● **Görev tanımı 1**:
Kayıtlarda "Q: For each instance of the tan" ifadesinin geçtiği satırdan kayıtların sonuna kadar uzanan satırları, iki uç da dahil olmak üzere, hiçbir değişiklik yapmadan yeniden yazın.

● **Verilen metin**:
==========

Mlliyet Milliyet Blog Milliyet Blog
 

30 Mart '07

 
Kategori
Üniversiteler
 

Modaya uygun

Modaya uygun
 

Üniversiteli olmak= Fashionable (2 yıl önce yazılmış bir yazı)

Evet başlık bu ve ne yazık ki benim ülkeme baktığım pencereden gördüklerim de bu başlığın tezahürlerinden başka bir şey değil. Fashionable olabilmenin alt paragraflarında bu kavram dallandırılıp sulandırılabilir ama en genel anlatımı ile popüler kültürün pençesinde kıvranan yerelde Türk Üniversitelisi küresel düzeyde ise hem gelişmekte hem de geliştiğini sanmakta olan ülkelerin üniversitelilerine musallat bir hal. Biraz önce Radikal İki’de gençler sayfasında bir arkadaşın yazdıklarını okuduktan sonra bir şeyler yazmam gerektiğinin (nedense) farkına vardım!

İki’ nin ön sayfalarının müdavim yazarları memleketin sosyal demokrat pencereden mi neoliberal pencereden mi daha pembe göründüğünü tartışadursunlar, gençlik içinde bulunduğu durumu anlamlandırmakta oldukça zorlanıyor, genelde başına geldiği gibi. Liselilik döneminde kavgalı olduğu vücudunun kimyasıyla yeni yeni barışma eğiliminde olan bir kitlenin mevcut popüler kültürle anlamlandırmaya çalıştığı hayat ancak önekinde POP olan bir takım aktivasyonlarla mümkün günümüzde. Kafasının içindekilerden çok dışındaki maddi güruhlarla ilgilen bir gençlik Milli Eğitim’in istendik yönde geliştirmek istediği davranışlar kategorisinde değildir herhalde. Yalnızca olayın dışında durup yaşanılan her türlü olumsuzluğa eleştirel bir perspektiften bakmak en basit anlatımıyla “ucuzcu aydınlık”tan öteye gidemez kanaatindeyim. Yıllardır yalnızca dönem belgesellerinde izlediğimiz yürüyen öğrenci kitlelerinin karşısına malum kolluk güçleri çıkar ve filmin sonu hiç de hoş bitmez. Aslında aynı kareleri bugün de izlemek mümkün, yalnızca içinde bulunduğu durumu sorgulayan ve bu sorgulamadan her defasında negatif sonuçlar alan yirmili yaşlardaki bir gencin yerine koyun kendinizi bir süreliğine, sizin ilk tepkiniz ne olurdu? Elbetteki burada vurgulanmak istenen düşünce salt bir başkaldırının başlı başına doğru bir tutum olduğu değil ancak bunun ne kadar normal bir tepki olduğunu anlatmak asıl istenen. Konunun bir diğer boyutu ise yürüyen, itiraz eden, kendini muhalif bir söylemle ifade etmeye çalışan azınlığın dışında bir de büyükleri tarafından “sen yalnızca derslerine çalış gerisi seni ilgilendirmez” özdeyişi salık verilmiş “bilimsel idealist güruh” var ki onların durumu muhalif kitleden daha zor çünkü onlar biliyorlar ki ya da en azından çok kısa bir sürede öğreniyorlar ki bu ülkede çalışan, yenilik üreten, kendisini geliştiren değil bulunduğu durumu kabullenip bu durum karşısında evrim teorisinde olduğu gibi koşullara kendisini en iyi adapte eden başarılı oluyor. Yıllarca tez, doktora, seminer, sunum, konferans, deney diye koşuşturduktan sonra başınızdaki kırlaşmış saçlarınız ve en iyi ihtimalle yeni bir popstarın kazandığından daha az olacağını bildiğiniz bir maaşınız, ödeneksiz araştırma projeleriniz ve ennihayetinde de gemisini kurtaran kaptan psikolojisi ne yazık ki bu bilimsel idealist kitlenin sonu.

==========

● **Saklanan kayıtlar**:
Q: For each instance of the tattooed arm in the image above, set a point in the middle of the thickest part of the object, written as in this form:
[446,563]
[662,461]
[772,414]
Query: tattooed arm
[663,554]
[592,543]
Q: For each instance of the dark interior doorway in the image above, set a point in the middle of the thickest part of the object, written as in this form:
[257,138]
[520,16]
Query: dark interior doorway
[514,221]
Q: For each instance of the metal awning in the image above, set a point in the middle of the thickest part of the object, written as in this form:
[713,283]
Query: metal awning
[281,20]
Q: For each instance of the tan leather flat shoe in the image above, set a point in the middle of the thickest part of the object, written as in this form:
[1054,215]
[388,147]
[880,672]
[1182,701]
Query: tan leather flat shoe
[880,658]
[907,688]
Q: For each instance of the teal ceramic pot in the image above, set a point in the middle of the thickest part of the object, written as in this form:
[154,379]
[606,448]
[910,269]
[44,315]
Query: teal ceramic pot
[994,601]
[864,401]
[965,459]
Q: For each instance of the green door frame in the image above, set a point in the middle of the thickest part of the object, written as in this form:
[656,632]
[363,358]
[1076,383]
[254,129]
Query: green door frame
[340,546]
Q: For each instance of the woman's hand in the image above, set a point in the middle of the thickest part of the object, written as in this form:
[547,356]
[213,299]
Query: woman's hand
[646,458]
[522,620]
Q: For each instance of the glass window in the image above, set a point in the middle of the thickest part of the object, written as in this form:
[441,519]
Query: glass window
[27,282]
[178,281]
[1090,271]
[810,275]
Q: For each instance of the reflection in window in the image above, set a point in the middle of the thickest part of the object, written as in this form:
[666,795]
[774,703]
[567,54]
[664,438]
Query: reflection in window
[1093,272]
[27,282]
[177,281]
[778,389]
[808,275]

==========

● **Görev tanımı 2**:
Verilen metinde "Evet başlık bu" ile "(nedense) farkına vardım!" arasında kalan bölümü, iki uç da dahil, harfi harfine tekrarlayın.

● **Alıştırma çözümü 1**:
Q: For each instance of the tan leather flat shoe in the image above, set a point in the middle of the thickest part of the object, written as in this form:
[1054,215]
[388,147]
[880,672]
[1182,701]
Query: tan leather flat shoe
[880,658]
[907,688]
Q: For each instance of the teal ceramic pot in the image above, set a point in the middle of the thickest part of the object, written as in this form:
[154,379]
[606,448]
[910,269]
[44,315]
Query: teal ceramic pot
[994,601]
[864,401]
[965,459]
Q: For each instance of the green door frame in the image above, set a point in the middle of the thickest part of the object, written as in this form:
[656,632]
[363,358]
[1076,383]
[254,129]
Query: green door frame
[340,546]
Q: For each instance of the woman's hand in the image above, set a point in the middle of the thickest part of the object, written as in this form:
[547,356]
[213,299]
Query: woman's hand
[646,458]
[522,620]
Q: For each instance of the glass window in the image above, set a point in the middle of the thickest part of the object, written as in this form:
[441,519]
Query: glass window
[27,282]
[178,281]
[1090,271]
[810,275]
Q: For each instance of the reflection in window in the image above, set a point in the middle of the thickest part of the object, written as in this form:
[666,795]
[774,703]
[567,54]
[664,438]
Query: reflection in window
[1093,272]
[27,282]
[177,281]
[778,389]
[808,275]

● **Alıştırma çözümü 2**:
Evet başlık bu ve ne yazık ki benim ülkeme baktığım pencereden gördüklerim de bu başlığın tezahürlerinden başka bir şey değil. Fashionable olabilmenin alt paragraflarında bu kavram dallandırılıp sulandırılabilir ama en genel anlatımı ile popüler kültürün pençesinde kıvranan yerelde Türk Üniversitelisi küresel düzeyde ise hem gelişmekte hem de geliştiğini sanmakta olan ülkelerin üniversitelilerine musallat bir hal. Biraz önce Radikal İki’de gençler sayfasında bir arkadaşın yazdıklarını okuduktan sonra bir şeyler yazmam gerektiğinin (nedense) farkına vardım!